WORK TO BE COMPLETED
Your answer must consist of one number: how many lines in the records contain "instance".

EXTRACTED MATERIAL

* * * * *

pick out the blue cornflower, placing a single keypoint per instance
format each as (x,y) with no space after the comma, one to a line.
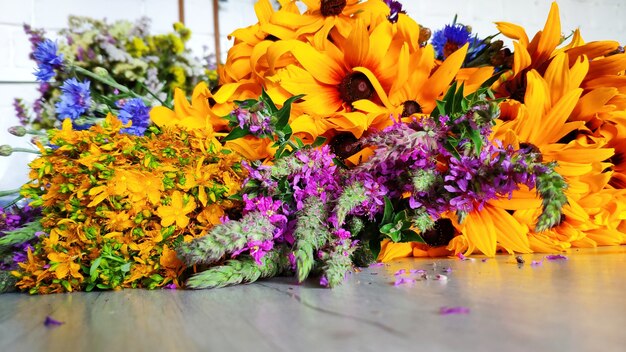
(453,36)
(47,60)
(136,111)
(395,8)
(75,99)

* * * * *

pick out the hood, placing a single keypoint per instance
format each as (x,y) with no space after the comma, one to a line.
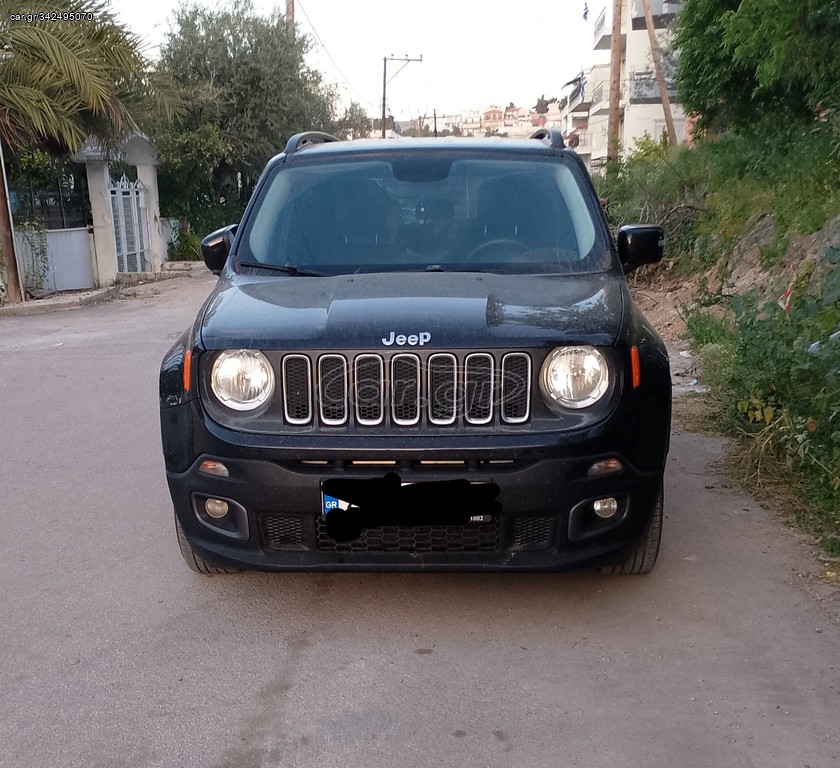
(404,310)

* * * * *

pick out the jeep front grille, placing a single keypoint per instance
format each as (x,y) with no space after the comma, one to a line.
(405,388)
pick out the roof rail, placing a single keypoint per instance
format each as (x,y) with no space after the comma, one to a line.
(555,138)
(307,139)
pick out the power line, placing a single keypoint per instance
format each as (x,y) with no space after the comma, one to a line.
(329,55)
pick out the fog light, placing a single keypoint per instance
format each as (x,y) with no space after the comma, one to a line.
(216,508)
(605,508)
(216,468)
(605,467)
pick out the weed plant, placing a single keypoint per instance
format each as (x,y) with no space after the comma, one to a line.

* * * * *

EXPECTED OUTPUT
7